TASK DETAILS |
An exact reproduction of all entries is required.

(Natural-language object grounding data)
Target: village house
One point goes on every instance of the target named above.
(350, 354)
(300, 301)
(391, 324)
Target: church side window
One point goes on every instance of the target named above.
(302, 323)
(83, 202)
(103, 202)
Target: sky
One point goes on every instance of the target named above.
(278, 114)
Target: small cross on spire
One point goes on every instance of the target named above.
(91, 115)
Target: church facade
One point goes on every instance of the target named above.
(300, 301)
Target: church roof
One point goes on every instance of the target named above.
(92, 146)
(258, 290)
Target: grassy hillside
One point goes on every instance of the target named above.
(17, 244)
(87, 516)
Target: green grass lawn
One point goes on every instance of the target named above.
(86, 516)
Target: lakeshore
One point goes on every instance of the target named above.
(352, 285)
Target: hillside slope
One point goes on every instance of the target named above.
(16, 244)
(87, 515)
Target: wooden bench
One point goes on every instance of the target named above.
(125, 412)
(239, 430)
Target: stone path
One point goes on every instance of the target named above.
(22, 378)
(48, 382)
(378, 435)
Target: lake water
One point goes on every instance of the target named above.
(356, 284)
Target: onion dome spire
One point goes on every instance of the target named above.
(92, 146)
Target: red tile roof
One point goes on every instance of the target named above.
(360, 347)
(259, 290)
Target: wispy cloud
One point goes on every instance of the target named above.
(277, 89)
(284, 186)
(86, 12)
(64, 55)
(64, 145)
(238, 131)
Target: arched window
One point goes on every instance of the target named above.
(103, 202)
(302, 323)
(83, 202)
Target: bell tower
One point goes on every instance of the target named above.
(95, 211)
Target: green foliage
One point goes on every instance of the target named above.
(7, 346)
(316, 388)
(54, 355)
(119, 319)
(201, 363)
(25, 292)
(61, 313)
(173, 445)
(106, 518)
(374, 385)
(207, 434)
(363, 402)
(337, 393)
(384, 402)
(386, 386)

OUTPUT OF THE TASK |
Target: village house
One point goes on every instance of the target named above.
(350, 354)
(300, 301)
(391, 324)
Target: church side window
One point goes on every instance of the target named above.
(302, 323)
(83, 202)
(103, 202)
Target: sky
One point goes on every instance of the target named above.
(278, 114)
Target: small cross on spire
One point goes on every instance of the target named above.
(91, 115)
Target: church facade
One point goes on every instance of the target named above.
(300, 301)
Target: church roof
One point goes on every instance of the target named above.
(92, 146)
(258, 290)
Target: grassy hillside
One point goes on every instance of the target named above.
(17, 244)
(87, 516)
Target: green grass lawn
One point goes on every instance of the target named above.
(86, 516)
Target: lakeshore
One point goes on every instance of the target named above.
(352, 285)
Target: hillside slope
One point goes on every instance of the target named above.
(16, 244)
(87, 515)
Target: wooden bench
One point goes on every instance of the target named above.
(125, 412)
(239, 430)
Target: stone path
One point goes on every instance of the target named above.
(22, 378)
(48, 382)
(378, 435)
Target: lake water
One point goes on every instance of the target named above.
(356, 284)
Target: onion dome spire
One point goes on every instance of the target named above.
(92, 146)
Target: red tile roof
One point goes on every instance of the target named above.
(360, 347)
(259, 290)
Target: wispy cloud
One point goes on every instance of the target named above.
(277, 89)
(284, 186)
(86, 12)
(64, 55)
(64, 145)
(238, 131)
Target: arched window
One point goes on every instance of the target named above.
(103, 202)
(302, 323)
(83, 202)
Target: bell tower
One point goes on every instance of the target named above.
(95, 211)
Target: green foliage
One point goes on every instance of the target named above.
(7, 346)
(316, 388)
(54, 355)
(119, 319)
(201, 363)
(25, 292)
(61, 313)
(173, 445)
(106, 518)
(374, 385)
(207, 434)
(363, 402)
(337, 393)
(384, 402)
(386, 386)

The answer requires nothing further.